• [INSTRUCTION] Count the lines in the items below that contain the string "dark", treating uppercase and lowercase letters as distinct. Reply with the number alone.

Named-object pointing records
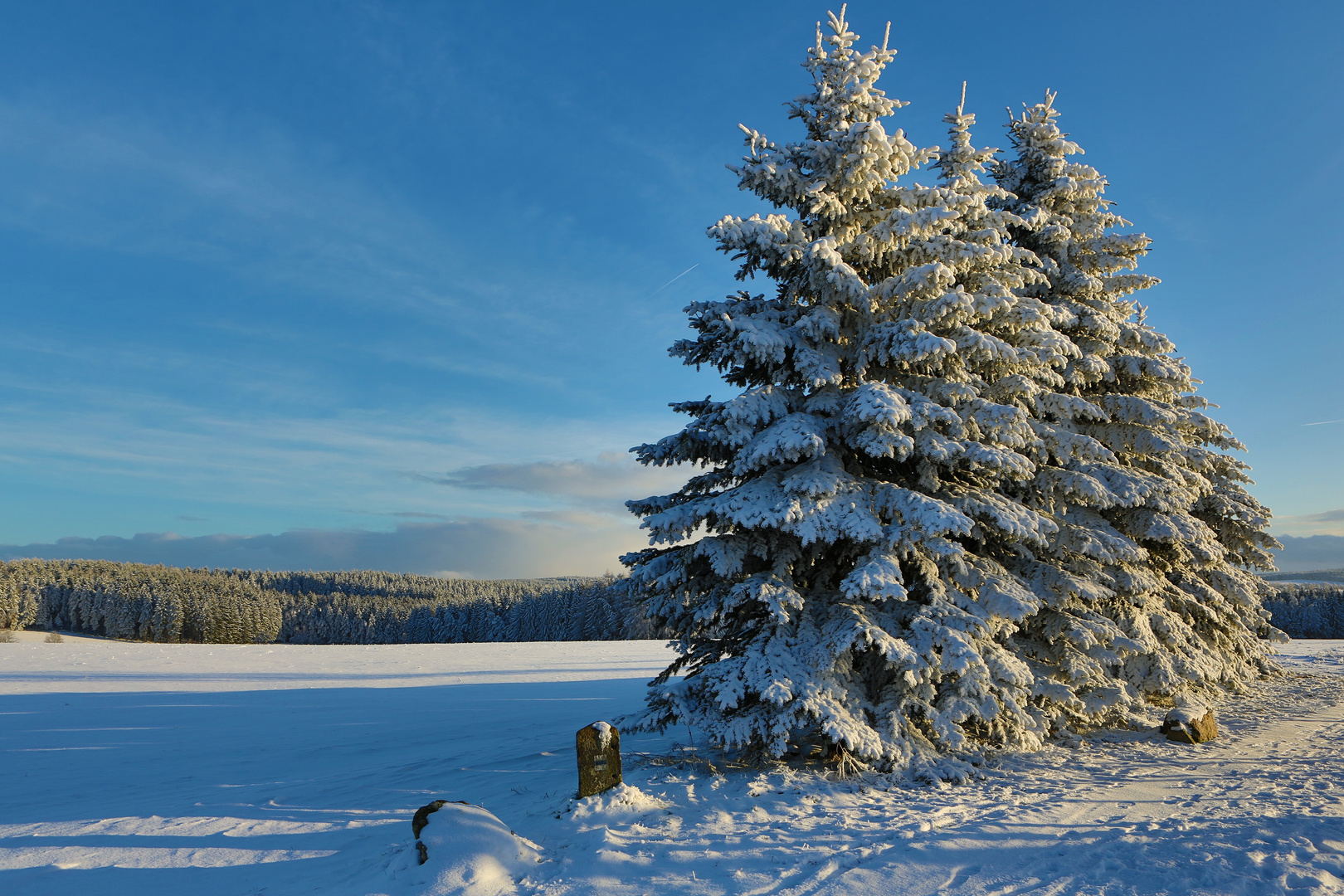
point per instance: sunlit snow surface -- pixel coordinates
(231, 770)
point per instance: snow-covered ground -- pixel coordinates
(130, 768)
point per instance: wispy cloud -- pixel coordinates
(602, 485)
(470, 547)
(1309, 524)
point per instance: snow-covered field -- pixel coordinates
(134, 768)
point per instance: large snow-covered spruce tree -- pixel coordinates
(884, 550)
(1163, 528)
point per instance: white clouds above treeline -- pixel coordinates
(580, 527)
(485, 548)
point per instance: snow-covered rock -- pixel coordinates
(463, 850)
(1190, 724)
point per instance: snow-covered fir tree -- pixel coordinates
(1157, 533)
(884, 550)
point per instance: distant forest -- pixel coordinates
(138, 602)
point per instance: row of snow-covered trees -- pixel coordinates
(1308, 610)
(136, 602)
(139, 602)
(965, 494)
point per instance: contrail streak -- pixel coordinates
(675, 280)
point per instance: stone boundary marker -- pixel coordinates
(598, 748)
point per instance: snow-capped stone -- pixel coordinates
(1190, 724)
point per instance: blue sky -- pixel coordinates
(390, 285)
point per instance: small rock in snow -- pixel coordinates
(1190, 724)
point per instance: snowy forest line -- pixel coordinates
(139, 602)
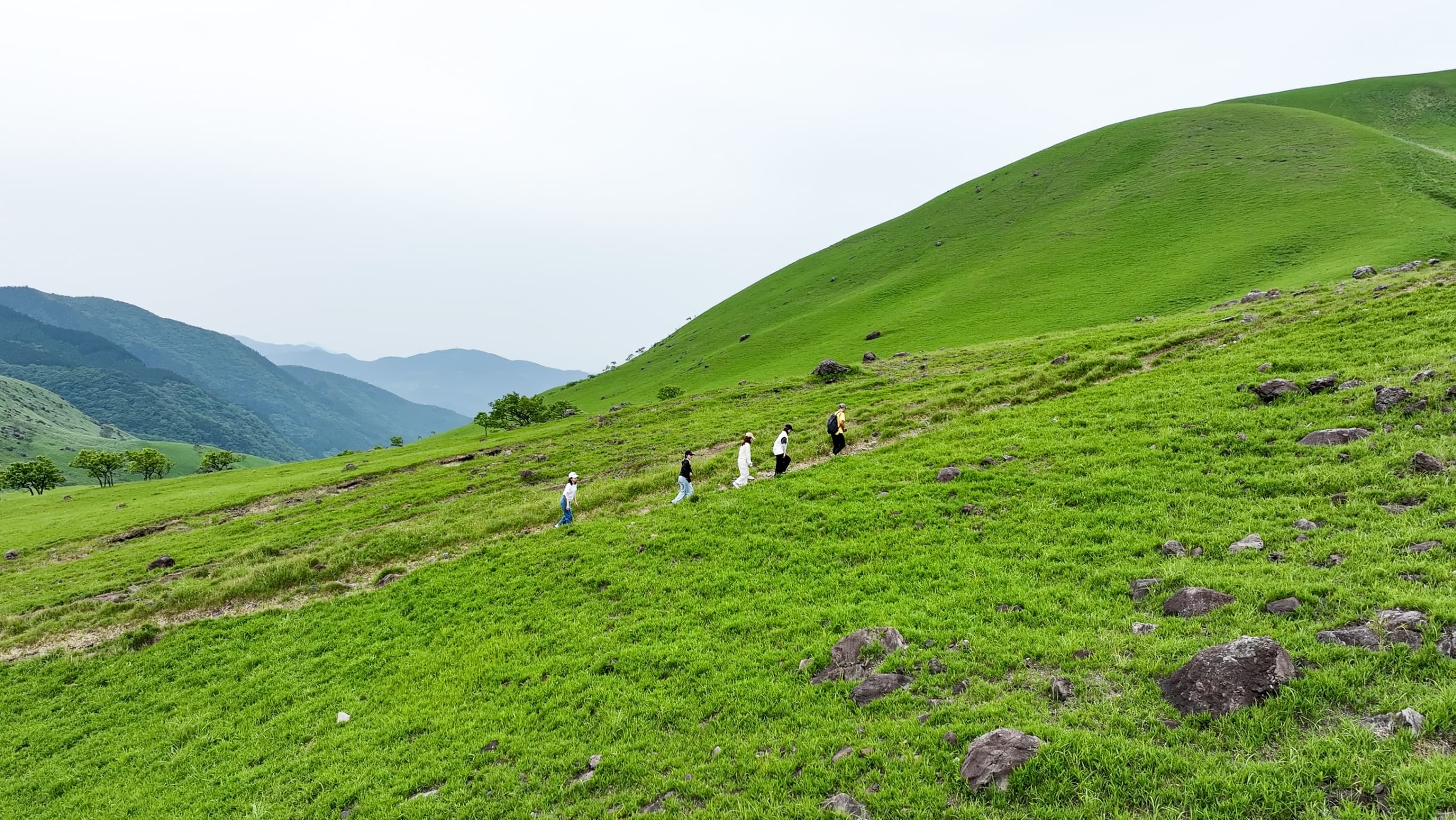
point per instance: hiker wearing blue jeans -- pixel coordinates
(685, 478)
(568, 497)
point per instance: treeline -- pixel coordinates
(41, 474)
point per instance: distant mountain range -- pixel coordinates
(465, 381)
(162, 379)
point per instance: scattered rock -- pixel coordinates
(829, 367)
(1139, 588)
(1252, 541)
(1387, 398)
(848, 659)
(1274, 388)
(1062, 689)
(1334, 436)
(878, 685)
(1388, 726)
(1196, 600)
(1426, 464)
(995, 755)
(845, 805)
(1352, 636)
(1229, 676)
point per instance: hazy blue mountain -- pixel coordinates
(465, 381)
(315, 421)
(116, 388)
(366, 401)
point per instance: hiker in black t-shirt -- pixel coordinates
(685, 478)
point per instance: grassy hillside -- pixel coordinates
(40, 423)
(486, 657)
(114, 387)
(220, 365)
(389, 411)
(465, 381)
(1143, 218)
(1415, 107)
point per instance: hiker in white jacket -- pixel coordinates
(745, 461)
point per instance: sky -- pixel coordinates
(556, 181)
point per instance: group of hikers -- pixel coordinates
(685, 475)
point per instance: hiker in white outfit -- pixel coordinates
(745, 461)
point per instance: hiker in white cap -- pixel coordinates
(745, 461)
(568, 497)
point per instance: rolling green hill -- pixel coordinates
(659, 657)
(40, 423)
(1143, 218)
(317, 424)
(111, 385)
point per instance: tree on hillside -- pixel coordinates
(219, 461)
(101, 465)
(149, 464)
(514, 410)
(35, 475)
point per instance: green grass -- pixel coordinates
(1143, 218)
(653, 634)
(38, 423)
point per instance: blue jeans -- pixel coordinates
(685, 488)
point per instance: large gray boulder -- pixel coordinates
(1196, 600)
(876, 687)
(1426, 464)
(856, 654)
(1229, 676)
(1334, 436)
(1274, 388)
(995, 755)
(829, 367)
(1387, 398)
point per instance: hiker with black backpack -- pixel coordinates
(685, 478)
(836, 429)
(781, 451)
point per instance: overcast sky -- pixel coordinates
(567, 181)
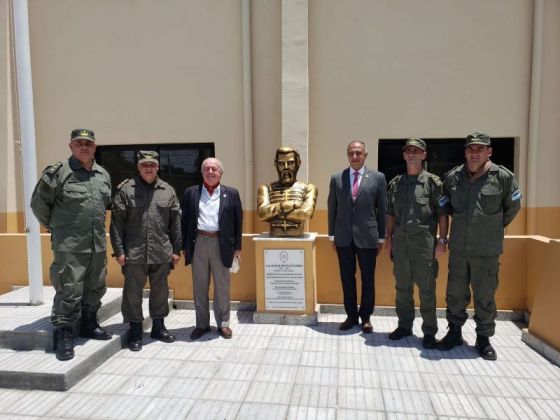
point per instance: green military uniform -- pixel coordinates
(70, 202)
(146, 228)
(480, 210)
(414, 201)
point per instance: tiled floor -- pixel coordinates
(299, 372)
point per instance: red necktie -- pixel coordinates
(355, 185)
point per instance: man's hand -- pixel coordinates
(121, 260)
(441, 248)
(388, 244)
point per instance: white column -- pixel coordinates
(295, 80)
(29, 158)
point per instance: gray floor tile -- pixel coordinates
(306, 395)
(214, 410)
(311, 413)
(349, 414)
(167, 408)
(256, 411)
(223, 390)
(370, 399)
(269, 392)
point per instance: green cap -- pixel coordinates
(82, 134)
(478, 138)
(147, 156)
(421, 144)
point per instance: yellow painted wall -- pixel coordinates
(545, 290)
(512, 294)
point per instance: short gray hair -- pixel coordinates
(217, 161)
(357, 141)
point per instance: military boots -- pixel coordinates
(160, 332)
(64, 343)
(452, 339)
(90, 328)
(135, 336)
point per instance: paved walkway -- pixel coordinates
(298, 372)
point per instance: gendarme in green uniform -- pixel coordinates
(480, 211)
(146, 228)
(414, 202)
(70, 201)
(146, 239)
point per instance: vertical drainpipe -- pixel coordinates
(534, 117)
(247, 109)
(27, 139)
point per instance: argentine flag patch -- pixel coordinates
(444, 199)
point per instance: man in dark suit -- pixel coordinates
(211, 223)
(357, 204)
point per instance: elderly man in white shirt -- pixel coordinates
(212, 222)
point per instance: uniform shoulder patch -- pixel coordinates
(122, 184)
(395, 180)
(506, 170)
(52, 169)
(436, 179)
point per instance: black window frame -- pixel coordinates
(166, 170)
(443, 154)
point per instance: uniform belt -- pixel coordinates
(208, 234)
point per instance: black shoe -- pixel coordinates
(64, 343)
(199, 332)
(399, 333)
(89, 327)
(160, 332)
(452, 339)
(348, 324)
(429, 341)
(485, 349)
(135, 336)
(367, 328)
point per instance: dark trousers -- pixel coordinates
(480, 273)
(135, 276)
(347, 263)
(79, 282)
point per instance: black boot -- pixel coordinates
(64, 343)
(135, 336)
(160, 332)
(90, 328)
(485, 349)
(452, 339)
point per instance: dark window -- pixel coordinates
(443, 155)
(179, 164)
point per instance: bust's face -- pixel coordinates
(287, 168)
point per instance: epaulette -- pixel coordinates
(506, 170)
(452, 170)
(52, 169)
(122, 184)
(395, 179)
(437, 180)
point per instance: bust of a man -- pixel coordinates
(287, 203)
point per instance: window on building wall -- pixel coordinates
(179, 164)
(443, 155)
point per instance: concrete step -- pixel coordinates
(26, 327)
(37, 369)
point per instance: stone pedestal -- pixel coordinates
(286, 280)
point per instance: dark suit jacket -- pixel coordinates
(363, 220)
(230, 222)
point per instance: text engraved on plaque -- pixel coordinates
(284, 278)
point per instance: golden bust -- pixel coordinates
(287, 203)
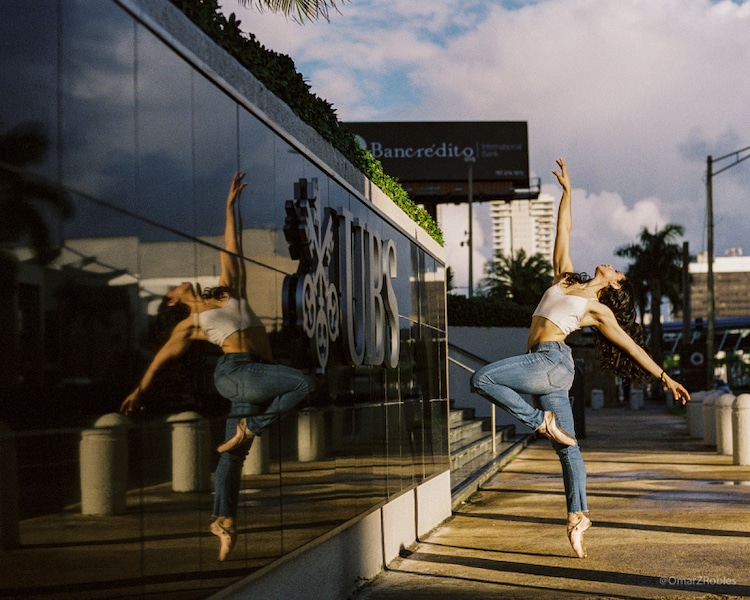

• [SOLUTION TO THIS EXERCISE] 4